Extracted text —
These and other aspects of the invention will be apparent from and elucidated with reference to the embodiments described hereinafter.

BRIEF DESCRIPTION OF DRAWING

In the drawings:

FIG. 1A is a partly cut-away view of a display device comprising a cathode ray tube provided with a coating in accordance with the invention;

FIG. 1B is a cross-sectional view of a detail of FIG. 1A;

FIG. 2 shows the light transmission T (in %) as a function of the wavelength λ (in nm) of a single-layer, anti-static, light-absorbing coating in accordance with the invention, and

FIGS. 3A and 3B show the reflection R (in %) and the light transmission T (in %) as a function of the wavelength λ (in mn) of a two-layer, anti-static, light-absorbing coating in accordance with the invention.

The Figures are purely schematic and not drawn to scale. In particular for clarity, some dimensions are exaggerated strongly. In the Figures, like reference numerals refer to like parts whenever possible.

DESCRIPTION OF THE PREFERRED EMBODIMENTS

FIG. 1A is a schematic, cut-away view of a display device comprising a cathode ray tube (CRT) 1 with a glass envelope 2 including a display window 3, a cone 4 and a neck 5. The neck accommodates an electron gun 6 for generating one or more electron beams. Said electron beam(s) is (are) focused on a phosphor layer 7 on the inside of the display window 3. The electron beam(s) is (are) deflected across the display window 3 in two mutually perpendicular directions by means of a deflection coil system 8. The display window 3 of the display device 1 is provided on the outside with a coating 9 in accordance with the invention. Preferably, the coating is applied directly to the outside of the display window of the display device (see FIG. 1A). In an alternative embodiment, the coating is provided on a (flat) so-called separate front panel, which is situated on the viewing side of the display device in front of the display window.

FIG. 1B is a cross-sectional view of a detail of FIG. 1A, in which the phosphor layer 7 on the inside of the display window 3 comprises a regular pattern of (electro)luminescent pixels 19R, 19G, 19B. The pixels 19R, 19G, 19B each include a suitable phosphor of the right color: red 19 R, green 19 G or blue 19 B. An anti-static coating 9 is applied to the display window 3. In the example of FIG. 1B, the coating 9 comprises two layers, namely an anti-static, electroconductive coating 10 containing electroconductive, light-absorbing particles (not shown in FIG. 1B), for example soot particles, embedded in a second compound, in this example silicon dioxide. The coating 9 further comprises a coating 11 of, for example, silicon dioxide.

In the method in accordance with the invention, a suspension comprising an alcoholic alkoxy-silane compound (for example TEOS) and conductive particles of a dye or pigment (for example soot particles) is provided on the display window 3. After applying and drying the layer, a thermal treatment is carried out. As a result of this treatment, a single-layer anti-static, light-absorbing coating on the basis of silicon dioxide is formed.

Excerpted data —
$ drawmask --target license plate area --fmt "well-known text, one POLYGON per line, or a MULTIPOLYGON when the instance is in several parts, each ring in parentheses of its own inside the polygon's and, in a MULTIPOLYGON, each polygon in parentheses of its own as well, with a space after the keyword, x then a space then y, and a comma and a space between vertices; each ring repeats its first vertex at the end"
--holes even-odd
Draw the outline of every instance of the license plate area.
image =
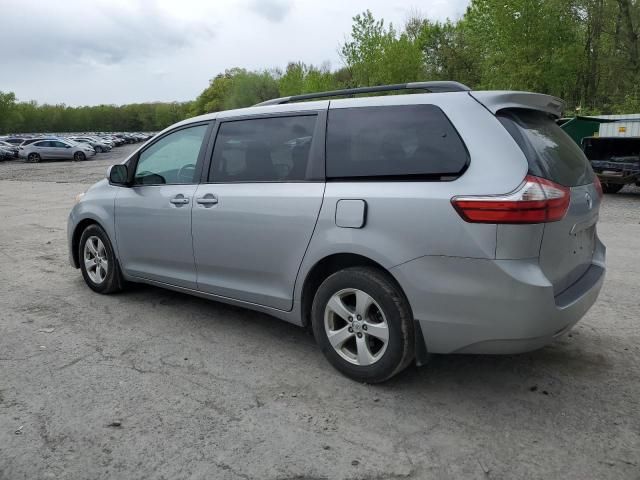
POLYGON ((591 225, 573 234, 573 254, 591 259, 595 247, 596 226, 591 225))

Description of the task —
In the patent excerpt on the display coating, what does the neck of the cathode ray tube hold?

Complete output —
An electron gun for generating one or more electron beams.